------ TEXT SEGMENT ------
Our recommendation: BentoPDF

It's free, it doesn't ask for an account, and it runs entirely inside your web browser — meaning your files never leave your device. It covers the day-to-day things almost anybody needs a PDF tool for.

Open BentoPDF Opens in a new tab

That link opens a different website in a new tab. BentoPDF is made by a separate team — we're just recommending it.

What you can do there

Merge PDFs

Stick two or more PDFs together in any order. Useful for putting a cover letter in front of a resume, or joining monthly statements.

Split a PDF

Pull out a single page or a range of pages into a smaller PDF.

Compress a PDF

Shrink a too-large PDF so it fits under email attachment limits.

Rotate pages

Rotate one page or the whole document 90, 180, or 270 degrees.

Sign or add text

Draw a signature with your mouse or finger, or type text on top of any page.

PDF ↔ images

Turn JPG or PNG pictures into a PDF, or turn a PDF back into images.

Why we point people here

Search "merge PDF" on Google and most of the top results are pay-to-use sites dressed up as free. They do one of a few predatory things:

  • Free for one document, then a $10-$20 monthly charge after a 7-day "trial".
  • Email-address sign-up to download the very file you just made.
  • Desktop installers that bundle toolbar add-ons or worse.
  • Server-side uploads of your private documents — bank statements, tax forms — to a company that logs them for "AI training".

BentoPDF has none of those. It's free, there's no account, nothing is uploaded, and the code is open source — you or anyone else can read it.

Is it really private?

Yes. BentoPDF runs entirely inside your web browser using a technology called WebAssembly. That means:

  • Your file is never uploaded to a server.
  • Nothing is stored about your PDF — not even its file name.
  • After the page loads, you can even disconnect from the internet and the tool still works.

For sensitive documents — bank statements, tax returns, medical forms — this is the safest free option on the internet.

Prefer an installed app?

Website tools aren't for everyone. If you'd rather have a proper program you can open from your Start menu or Dock — one that works offline and keeps your files in your normal Documents folder — we recommend a free app called PDFGear. Same free, same private, just installed instead of in a browser.
------ THE DATA ------
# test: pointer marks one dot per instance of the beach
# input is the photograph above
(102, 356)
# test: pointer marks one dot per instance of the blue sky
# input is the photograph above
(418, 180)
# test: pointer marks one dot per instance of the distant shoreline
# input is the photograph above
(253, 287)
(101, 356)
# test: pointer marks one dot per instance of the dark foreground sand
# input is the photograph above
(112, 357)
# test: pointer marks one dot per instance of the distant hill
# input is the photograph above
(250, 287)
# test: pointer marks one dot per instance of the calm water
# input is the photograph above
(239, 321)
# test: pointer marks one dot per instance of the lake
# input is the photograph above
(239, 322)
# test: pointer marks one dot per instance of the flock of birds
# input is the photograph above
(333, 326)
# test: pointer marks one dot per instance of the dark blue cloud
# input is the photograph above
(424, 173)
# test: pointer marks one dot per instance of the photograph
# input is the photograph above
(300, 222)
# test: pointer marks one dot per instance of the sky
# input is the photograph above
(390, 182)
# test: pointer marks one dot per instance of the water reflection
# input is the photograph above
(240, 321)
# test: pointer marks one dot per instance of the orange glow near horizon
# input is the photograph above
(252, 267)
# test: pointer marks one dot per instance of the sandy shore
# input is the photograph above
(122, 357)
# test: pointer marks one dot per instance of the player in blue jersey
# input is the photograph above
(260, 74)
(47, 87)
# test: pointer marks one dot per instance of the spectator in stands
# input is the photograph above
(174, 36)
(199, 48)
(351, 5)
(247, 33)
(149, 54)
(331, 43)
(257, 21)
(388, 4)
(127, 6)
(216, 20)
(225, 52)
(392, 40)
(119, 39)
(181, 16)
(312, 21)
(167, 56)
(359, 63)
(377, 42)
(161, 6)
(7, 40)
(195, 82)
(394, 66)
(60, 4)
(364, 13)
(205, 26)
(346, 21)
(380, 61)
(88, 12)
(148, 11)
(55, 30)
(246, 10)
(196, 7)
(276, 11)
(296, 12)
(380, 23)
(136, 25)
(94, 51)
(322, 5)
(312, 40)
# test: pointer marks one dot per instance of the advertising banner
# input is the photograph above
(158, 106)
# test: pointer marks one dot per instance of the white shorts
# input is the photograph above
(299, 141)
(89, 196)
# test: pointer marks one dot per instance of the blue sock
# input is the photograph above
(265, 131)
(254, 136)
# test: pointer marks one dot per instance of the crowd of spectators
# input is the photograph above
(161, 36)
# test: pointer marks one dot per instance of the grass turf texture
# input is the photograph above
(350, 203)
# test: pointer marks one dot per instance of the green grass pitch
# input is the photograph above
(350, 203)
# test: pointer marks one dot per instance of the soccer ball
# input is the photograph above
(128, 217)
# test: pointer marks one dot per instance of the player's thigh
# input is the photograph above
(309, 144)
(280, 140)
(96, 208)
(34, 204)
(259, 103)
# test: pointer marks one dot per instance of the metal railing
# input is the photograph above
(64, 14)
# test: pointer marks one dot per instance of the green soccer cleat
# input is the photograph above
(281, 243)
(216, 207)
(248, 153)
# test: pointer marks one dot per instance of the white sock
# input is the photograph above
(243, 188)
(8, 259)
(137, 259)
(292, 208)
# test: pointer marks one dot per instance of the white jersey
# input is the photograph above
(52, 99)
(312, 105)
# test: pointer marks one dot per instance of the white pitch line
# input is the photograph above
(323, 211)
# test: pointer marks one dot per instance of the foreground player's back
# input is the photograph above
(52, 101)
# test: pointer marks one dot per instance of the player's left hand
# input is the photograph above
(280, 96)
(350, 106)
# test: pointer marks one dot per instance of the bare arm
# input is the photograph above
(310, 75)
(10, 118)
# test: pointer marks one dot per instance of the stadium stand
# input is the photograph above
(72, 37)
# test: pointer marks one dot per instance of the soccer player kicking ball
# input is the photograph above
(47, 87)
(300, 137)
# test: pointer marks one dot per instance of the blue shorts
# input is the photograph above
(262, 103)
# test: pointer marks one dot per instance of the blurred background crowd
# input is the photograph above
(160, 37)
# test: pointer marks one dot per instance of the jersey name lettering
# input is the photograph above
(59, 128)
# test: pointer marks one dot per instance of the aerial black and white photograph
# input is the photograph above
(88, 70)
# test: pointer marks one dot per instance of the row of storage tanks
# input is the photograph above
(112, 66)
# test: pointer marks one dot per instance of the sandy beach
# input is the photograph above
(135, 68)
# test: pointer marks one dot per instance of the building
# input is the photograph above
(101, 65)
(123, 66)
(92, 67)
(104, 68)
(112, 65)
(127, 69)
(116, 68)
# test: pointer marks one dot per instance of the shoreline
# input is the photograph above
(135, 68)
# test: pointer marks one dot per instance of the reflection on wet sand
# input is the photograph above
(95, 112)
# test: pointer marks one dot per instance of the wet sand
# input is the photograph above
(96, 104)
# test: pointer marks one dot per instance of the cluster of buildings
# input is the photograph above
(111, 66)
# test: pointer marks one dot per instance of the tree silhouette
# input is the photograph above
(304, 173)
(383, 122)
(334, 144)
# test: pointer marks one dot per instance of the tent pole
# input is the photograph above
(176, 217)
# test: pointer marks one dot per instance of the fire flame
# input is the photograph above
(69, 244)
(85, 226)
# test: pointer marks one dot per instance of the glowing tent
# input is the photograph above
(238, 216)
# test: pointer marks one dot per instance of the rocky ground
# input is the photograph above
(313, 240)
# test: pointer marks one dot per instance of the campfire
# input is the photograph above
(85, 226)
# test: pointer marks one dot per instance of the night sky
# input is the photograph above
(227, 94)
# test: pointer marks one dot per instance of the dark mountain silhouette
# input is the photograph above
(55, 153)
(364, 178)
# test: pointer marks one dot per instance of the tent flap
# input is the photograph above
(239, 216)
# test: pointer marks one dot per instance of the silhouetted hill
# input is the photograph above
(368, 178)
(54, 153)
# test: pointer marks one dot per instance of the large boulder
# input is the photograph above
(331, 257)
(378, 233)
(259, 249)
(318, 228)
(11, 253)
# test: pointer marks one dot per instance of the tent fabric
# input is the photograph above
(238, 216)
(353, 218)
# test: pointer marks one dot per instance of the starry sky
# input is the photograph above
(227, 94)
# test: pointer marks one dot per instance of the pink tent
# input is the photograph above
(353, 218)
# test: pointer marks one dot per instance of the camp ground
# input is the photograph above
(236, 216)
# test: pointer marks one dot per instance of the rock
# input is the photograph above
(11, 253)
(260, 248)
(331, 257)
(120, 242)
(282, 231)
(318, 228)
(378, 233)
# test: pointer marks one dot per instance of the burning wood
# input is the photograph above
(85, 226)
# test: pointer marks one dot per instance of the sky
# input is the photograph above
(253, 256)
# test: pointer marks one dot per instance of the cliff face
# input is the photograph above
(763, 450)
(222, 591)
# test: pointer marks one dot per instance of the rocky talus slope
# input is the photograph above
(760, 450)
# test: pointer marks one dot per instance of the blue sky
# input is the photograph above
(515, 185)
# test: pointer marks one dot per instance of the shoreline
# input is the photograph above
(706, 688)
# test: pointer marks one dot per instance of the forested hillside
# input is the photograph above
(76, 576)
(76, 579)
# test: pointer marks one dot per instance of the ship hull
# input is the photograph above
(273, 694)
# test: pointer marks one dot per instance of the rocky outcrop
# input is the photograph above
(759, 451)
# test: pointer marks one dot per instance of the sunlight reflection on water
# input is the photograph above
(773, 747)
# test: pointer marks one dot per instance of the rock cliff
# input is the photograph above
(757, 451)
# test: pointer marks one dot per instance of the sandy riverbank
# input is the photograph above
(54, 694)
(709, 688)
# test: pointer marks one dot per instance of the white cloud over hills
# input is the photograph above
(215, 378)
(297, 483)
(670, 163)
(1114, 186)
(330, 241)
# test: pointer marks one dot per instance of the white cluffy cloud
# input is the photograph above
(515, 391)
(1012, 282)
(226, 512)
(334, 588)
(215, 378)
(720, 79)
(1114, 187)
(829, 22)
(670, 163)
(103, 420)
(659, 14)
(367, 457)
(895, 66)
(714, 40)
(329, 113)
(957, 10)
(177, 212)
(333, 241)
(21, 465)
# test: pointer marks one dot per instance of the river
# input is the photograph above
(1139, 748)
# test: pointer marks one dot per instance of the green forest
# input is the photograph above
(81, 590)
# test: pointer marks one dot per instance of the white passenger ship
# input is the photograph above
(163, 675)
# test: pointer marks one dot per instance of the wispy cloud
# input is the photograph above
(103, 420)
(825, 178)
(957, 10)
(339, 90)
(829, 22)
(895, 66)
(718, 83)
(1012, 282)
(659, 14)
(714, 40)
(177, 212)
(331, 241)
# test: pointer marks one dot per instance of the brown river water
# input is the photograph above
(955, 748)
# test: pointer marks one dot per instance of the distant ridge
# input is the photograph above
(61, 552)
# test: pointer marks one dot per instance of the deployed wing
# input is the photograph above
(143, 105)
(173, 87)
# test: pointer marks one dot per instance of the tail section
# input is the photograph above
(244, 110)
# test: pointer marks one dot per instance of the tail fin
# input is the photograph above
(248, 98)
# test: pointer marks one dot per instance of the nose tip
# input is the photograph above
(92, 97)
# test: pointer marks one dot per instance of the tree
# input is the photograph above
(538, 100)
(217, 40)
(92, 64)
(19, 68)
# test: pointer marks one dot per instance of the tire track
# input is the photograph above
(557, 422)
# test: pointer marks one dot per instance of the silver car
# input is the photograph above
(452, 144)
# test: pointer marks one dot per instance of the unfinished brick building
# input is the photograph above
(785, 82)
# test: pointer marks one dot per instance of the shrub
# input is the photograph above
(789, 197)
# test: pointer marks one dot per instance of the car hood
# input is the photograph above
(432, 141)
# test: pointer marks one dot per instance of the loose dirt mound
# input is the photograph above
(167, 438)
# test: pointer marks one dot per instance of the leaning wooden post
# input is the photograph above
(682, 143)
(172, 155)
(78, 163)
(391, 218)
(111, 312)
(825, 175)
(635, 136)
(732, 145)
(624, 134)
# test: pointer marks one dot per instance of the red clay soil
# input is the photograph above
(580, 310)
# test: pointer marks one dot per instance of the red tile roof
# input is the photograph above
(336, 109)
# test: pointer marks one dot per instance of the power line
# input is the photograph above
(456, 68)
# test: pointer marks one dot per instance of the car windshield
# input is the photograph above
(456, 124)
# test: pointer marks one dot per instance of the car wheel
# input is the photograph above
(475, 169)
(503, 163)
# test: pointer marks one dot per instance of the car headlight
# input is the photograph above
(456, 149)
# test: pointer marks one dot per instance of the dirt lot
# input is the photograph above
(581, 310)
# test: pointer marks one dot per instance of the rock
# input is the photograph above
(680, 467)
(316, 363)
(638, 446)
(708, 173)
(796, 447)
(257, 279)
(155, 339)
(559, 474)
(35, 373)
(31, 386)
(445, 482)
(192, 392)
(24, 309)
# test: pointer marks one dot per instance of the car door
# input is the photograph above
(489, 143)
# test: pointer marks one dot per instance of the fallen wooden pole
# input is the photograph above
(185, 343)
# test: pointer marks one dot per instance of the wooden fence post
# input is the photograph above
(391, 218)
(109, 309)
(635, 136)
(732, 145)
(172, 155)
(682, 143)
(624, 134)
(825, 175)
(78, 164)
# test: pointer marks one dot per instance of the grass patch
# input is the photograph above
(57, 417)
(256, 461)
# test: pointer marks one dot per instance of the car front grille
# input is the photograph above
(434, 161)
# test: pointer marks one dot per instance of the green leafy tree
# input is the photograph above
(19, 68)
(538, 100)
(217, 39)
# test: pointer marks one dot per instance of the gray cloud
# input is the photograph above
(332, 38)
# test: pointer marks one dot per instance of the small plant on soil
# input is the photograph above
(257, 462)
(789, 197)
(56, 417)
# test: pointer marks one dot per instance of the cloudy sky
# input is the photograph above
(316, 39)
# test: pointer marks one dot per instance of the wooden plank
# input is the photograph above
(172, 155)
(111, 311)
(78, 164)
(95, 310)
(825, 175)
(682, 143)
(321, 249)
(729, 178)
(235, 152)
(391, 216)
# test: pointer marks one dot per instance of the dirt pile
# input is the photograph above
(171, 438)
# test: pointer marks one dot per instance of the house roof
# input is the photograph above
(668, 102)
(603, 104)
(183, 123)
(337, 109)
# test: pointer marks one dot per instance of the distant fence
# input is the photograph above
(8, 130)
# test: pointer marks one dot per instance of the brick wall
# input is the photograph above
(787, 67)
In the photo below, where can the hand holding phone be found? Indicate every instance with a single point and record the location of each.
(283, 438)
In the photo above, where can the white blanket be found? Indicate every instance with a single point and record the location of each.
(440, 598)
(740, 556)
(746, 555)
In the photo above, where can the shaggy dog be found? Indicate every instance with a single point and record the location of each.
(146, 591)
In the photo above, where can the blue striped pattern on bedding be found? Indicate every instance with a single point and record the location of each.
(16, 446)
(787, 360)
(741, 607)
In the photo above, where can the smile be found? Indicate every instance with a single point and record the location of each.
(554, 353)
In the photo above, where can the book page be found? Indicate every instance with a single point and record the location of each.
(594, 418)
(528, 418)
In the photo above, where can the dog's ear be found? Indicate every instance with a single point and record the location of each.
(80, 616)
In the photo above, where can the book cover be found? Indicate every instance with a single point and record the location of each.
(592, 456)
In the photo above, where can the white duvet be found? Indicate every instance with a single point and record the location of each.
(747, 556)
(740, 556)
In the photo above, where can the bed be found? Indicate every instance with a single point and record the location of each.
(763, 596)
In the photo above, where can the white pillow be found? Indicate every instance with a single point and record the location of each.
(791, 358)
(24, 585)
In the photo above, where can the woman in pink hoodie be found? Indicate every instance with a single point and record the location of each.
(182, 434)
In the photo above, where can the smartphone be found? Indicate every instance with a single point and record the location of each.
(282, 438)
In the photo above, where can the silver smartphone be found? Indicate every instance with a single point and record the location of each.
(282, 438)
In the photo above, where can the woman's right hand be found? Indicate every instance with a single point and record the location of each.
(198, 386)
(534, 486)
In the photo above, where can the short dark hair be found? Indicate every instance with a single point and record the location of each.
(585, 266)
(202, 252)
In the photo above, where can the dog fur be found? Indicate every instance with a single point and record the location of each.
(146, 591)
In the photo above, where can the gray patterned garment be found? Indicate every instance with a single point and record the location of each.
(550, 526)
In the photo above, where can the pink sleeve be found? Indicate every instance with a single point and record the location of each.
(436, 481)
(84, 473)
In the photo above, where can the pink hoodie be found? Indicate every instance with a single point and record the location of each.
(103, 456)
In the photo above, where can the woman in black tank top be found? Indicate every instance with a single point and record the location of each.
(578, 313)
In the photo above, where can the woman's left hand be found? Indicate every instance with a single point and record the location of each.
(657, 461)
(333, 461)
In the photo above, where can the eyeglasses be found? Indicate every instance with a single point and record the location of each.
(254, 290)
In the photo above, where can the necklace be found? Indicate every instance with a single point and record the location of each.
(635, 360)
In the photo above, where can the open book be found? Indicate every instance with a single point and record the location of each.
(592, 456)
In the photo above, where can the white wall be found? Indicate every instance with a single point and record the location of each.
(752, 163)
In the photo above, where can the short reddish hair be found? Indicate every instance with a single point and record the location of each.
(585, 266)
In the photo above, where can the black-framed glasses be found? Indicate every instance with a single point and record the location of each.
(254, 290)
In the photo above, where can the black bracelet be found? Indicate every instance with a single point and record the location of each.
------
**PROBLEM DETAILS:** Write the next part of the BentoPDF recommendation, picking up after its last sentence.

**ANSWER TO THE PROBLEM:**
Jump to the Windows install guide or the Mac install guide, or read the full rundown first.

Questions people ask

  • Is BentoPDF really free?

    Yes — fully free, no account, no file count limits. It's an open-source project and we don't make any money when you use it. We just think it's the best free option out there, so we point readers to it instead of the sketchy paid sites that dominate search results.

  • Do you host it? Do you make money from it?

    No to both. BentoPDF is made by a separate team. The link here goes to their site. We get nothing if you use it — no affiliate payment, no referral fee. It's purely a recommendation because we trust it.

  • Which browsers does it work in?

    Any modern browser: Chrome, Edge, Firefox, Safari — including the mobile versions on iPhone and Android. Older Internet Explorer will not work.

  • My file won't open. What now?

    A few PDFs (typically very old or password-protected ones) can't be opened by any free tool. Try saving the file again from whatever program made it, and uncheck the password protection if it's on.

  • What about scanned documents?

    It works fine on scans, but the text inside a scan is technically a picture — you can't search or copy words from it. For that you need OCR (optical character recognition), which the free online tools mostly don't offer without uploading your file. Skip those for anything sensitive.